DO THIS: Report every line below that contains the word "patio", copying each one in full. Matches must have the same case.

DATA FOR PROCESSING:
==============================
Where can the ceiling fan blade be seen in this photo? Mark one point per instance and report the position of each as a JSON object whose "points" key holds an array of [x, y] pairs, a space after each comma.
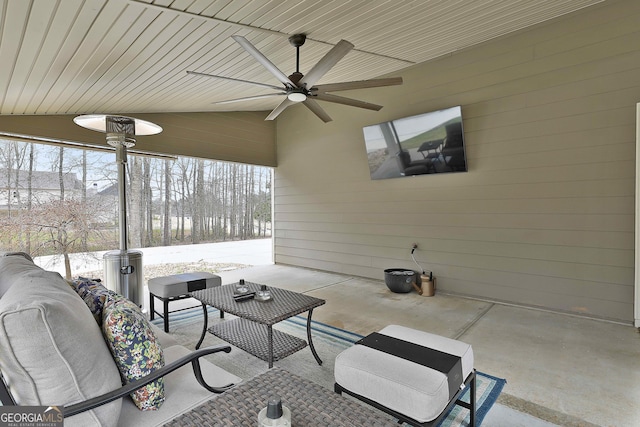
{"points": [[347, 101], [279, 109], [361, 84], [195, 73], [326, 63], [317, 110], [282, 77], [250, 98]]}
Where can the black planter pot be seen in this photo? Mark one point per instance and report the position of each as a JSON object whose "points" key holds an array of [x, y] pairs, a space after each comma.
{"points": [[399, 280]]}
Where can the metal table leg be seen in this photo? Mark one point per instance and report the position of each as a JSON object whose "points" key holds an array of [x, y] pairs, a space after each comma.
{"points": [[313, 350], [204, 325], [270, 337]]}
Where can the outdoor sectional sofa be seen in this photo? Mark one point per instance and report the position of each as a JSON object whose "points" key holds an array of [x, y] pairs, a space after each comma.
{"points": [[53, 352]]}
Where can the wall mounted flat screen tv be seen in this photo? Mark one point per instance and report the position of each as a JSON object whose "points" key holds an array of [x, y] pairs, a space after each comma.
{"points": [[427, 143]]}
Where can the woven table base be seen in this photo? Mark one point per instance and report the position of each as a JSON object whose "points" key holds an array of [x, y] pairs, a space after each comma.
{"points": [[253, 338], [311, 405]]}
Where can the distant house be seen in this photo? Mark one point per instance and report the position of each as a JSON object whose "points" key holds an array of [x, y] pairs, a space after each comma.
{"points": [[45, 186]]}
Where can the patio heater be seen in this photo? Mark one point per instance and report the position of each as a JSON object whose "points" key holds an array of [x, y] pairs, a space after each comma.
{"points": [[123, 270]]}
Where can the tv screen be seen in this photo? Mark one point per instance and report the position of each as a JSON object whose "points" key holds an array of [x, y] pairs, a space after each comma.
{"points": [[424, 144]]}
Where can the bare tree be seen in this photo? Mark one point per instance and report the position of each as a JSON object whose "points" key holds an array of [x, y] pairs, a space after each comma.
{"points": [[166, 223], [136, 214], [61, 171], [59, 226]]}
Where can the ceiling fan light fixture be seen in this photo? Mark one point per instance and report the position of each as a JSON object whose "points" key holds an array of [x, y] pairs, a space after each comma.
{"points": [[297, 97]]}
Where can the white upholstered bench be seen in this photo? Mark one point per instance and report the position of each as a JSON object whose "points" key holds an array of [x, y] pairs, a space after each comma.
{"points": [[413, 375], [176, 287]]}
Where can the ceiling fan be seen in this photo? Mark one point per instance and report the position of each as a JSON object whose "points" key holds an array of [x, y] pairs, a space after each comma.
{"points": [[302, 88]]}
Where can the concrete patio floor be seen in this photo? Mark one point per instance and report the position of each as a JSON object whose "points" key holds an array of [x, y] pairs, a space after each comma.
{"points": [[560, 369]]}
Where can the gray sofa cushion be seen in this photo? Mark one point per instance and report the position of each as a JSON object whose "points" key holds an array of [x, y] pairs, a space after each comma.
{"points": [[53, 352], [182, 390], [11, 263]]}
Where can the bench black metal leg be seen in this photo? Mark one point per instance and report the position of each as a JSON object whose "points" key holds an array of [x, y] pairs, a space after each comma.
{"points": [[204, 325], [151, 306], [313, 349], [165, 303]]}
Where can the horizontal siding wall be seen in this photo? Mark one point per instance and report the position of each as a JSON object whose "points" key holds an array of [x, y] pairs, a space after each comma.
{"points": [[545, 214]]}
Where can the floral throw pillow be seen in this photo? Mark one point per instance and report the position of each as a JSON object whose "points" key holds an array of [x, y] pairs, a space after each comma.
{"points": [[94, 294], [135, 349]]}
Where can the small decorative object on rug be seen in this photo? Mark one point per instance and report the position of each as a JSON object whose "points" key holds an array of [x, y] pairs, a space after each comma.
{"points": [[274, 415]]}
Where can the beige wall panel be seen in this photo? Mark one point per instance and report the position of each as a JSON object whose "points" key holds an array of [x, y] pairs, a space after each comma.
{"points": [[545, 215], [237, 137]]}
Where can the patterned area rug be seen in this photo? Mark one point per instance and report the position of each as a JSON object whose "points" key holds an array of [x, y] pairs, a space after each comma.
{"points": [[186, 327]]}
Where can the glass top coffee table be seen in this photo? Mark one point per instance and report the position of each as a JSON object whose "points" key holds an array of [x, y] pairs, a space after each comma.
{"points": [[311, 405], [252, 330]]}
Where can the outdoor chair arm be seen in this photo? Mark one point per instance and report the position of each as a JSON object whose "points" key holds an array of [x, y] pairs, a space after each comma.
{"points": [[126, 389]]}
==============================
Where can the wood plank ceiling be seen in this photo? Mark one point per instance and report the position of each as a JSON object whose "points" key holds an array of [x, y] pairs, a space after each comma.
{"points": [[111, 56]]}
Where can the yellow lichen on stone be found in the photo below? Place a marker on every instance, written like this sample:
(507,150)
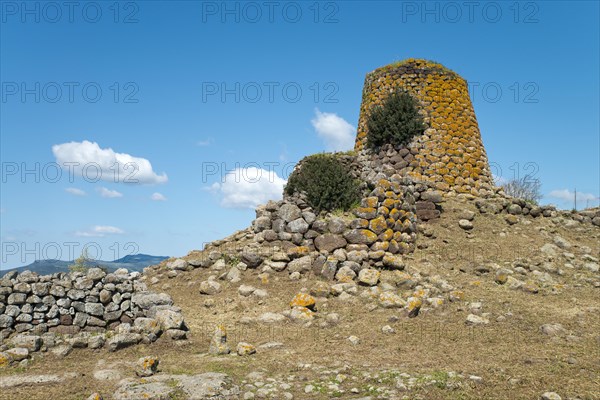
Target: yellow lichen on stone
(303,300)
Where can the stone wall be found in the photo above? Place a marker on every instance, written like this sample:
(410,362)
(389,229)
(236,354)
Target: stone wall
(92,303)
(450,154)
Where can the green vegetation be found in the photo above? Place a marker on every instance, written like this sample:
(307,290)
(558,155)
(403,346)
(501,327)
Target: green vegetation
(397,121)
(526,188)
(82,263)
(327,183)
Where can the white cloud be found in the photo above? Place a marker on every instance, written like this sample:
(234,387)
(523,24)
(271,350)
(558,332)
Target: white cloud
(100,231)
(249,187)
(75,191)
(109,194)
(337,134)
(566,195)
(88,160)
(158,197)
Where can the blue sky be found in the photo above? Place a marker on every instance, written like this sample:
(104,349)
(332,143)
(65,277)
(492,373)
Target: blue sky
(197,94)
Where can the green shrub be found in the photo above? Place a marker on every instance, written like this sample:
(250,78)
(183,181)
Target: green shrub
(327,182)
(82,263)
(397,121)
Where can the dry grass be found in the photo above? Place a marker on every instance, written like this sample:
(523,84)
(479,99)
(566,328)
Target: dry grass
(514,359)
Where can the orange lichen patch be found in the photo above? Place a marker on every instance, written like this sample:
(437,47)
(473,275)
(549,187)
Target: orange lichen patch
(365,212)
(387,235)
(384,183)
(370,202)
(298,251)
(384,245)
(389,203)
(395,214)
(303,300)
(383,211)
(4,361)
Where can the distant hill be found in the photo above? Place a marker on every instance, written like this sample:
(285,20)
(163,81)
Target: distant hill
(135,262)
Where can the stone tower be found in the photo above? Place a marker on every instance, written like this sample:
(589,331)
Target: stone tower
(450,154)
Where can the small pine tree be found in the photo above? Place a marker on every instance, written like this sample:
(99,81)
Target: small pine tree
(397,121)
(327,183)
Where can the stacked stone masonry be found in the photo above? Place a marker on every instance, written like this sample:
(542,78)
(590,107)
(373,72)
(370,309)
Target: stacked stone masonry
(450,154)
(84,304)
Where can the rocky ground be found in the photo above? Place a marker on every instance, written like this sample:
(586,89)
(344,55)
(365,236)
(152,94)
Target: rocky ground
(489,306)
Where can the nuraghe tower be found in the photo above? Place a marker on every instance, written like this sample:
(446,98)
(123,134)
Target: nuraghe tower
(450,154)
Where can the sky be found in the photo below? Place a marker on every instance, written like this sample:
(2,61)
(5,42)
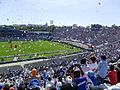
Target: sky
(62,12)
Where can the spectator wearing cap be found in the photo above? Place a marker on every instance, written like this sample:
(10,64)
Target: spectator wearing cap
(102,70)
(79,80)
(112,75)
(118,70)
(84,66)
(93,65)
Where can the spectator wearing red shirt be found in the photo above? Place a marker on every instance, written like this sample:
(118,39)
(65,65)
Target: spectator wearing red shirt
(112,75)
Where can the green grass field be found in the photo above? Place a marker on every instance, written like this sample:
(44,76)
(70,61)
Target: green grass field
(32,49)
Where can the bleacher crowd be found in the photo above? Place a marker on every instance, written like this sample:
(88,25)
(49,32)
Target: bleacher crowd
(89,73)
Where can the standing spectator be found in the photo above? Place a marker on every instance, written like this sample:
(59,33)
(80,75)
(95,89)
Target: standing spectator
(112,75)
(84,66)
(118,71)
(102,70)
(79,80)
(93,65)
==============================
RESULT FOR THIS TASK:
Where can the patio heater be seen in this photo? Mark one point per instance and report the position of each as a JSON object whose "points" key holds an array of [x, y] pairs, a space after each comma.
Where can the concrete patio floor be seen in this photo? Mark one point per instance and report the position of each as a JSON object whose "points" key holds an array of [x, y] pairs, a space after each comma.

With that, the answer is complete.